## Objective
Start at the line containing "Annotation task — pin every instance of the green" and transcribe every line exactly through the end of the records below, and only those lines.
═══ Exercise inputs
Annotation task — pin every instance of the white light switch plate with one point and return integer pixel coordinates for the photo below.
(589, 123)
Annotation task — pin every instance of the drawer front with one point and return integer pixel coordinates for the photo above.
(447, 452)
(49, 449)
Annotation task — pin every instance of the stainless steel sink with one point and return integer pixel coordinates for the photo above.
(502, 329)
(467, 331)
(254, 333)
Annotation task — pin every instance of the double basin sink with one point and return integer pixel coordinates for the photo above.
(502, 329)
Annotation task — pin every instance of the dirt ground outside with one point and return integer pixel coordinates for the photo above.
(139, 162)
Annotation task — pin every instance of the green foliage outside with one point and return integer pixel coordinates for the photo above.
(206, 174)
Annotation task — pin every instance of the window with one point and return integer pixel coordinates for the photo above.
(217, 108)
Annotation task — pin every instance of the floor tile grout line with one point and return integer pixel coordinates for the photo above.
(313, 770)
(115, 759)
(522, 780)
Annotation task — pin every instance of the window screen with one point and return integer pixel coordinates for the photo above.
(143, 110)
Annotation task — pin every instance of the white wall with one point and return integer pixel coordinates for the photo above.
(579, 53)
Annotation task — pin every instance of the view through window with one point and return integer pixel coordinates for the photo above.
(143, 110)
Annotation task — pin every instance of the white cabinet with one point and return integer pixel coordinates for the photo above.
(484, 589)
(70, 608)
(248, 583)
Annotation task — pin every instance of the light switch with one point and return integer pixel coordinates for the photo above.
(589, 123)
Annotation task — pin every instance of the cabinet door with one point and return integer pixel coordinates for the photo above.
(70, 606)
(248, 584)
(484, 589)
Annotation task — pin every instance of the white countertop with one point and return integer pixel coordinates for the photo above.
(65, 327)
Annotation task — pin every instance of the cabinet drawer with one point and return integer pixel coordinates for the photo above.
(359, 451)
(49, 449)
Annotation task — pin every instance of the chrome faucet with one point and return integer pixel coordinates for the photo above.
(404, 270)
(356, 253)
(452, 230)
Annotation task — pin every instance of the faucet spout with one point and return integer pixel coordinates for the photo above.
══════
## Result
Annotation task — pin every instance of the green foliage outside with one point and return integer pixel coordinates for the photo above.
(206, 174)
Annotation task — pin every instance of the window with one point and return integer pixel coordinates for the photo above.
(217, 108)
Annotation task — pin every instance of the floor tile grout line with one point and return integer pixel coordinates for the photo above.
(313, 770)
(115, 759)
(522, 780)
Annotation task — pin every instance of the window screen with one point and return integer pixel coordinates for the photo above.
(143, 110)
Annotation task — pin every instance of the white wall with one point and return integer pixel coordinates for the photo above.
(579, 53)
Annotation task — pin every instance of the view through window with one point and return integer pixel coordinates for the photo above.
(143, 110)
Annotation task — pin every instance of the white cabinet with one point and return integer pixel coordinates for the photo above.
(484, 589)
(70, 608)
(248, 583)
Annotation task — pin every instance of the light switch with one point and return integer pixel coordinates for the photo above.
(589, 123)
Annotation task — pin every instance of the cabinet door with one point and return integer pixel coordinates for the photo above.
(70, 606)
(248, 584)
(484, 589)
Annotation task — pin every instance of the white countertop with one point and return integer pixel coordinates for the photo above.
(65, 327)
Annotation task — pin every instance of the cabinet drawer with one point and return integer pixel coordinates for the photo above.
(359, 451)
(49, 449)
Annotation task — pin every instance of the chrome faucet with one point and return integer pixel coordinates for the photo above.
(404, 270)
(356, 253)
(452, 230)
Annotation task — pin every instance of the faucet spout with one point and return integer pixel coordinates for the photo above.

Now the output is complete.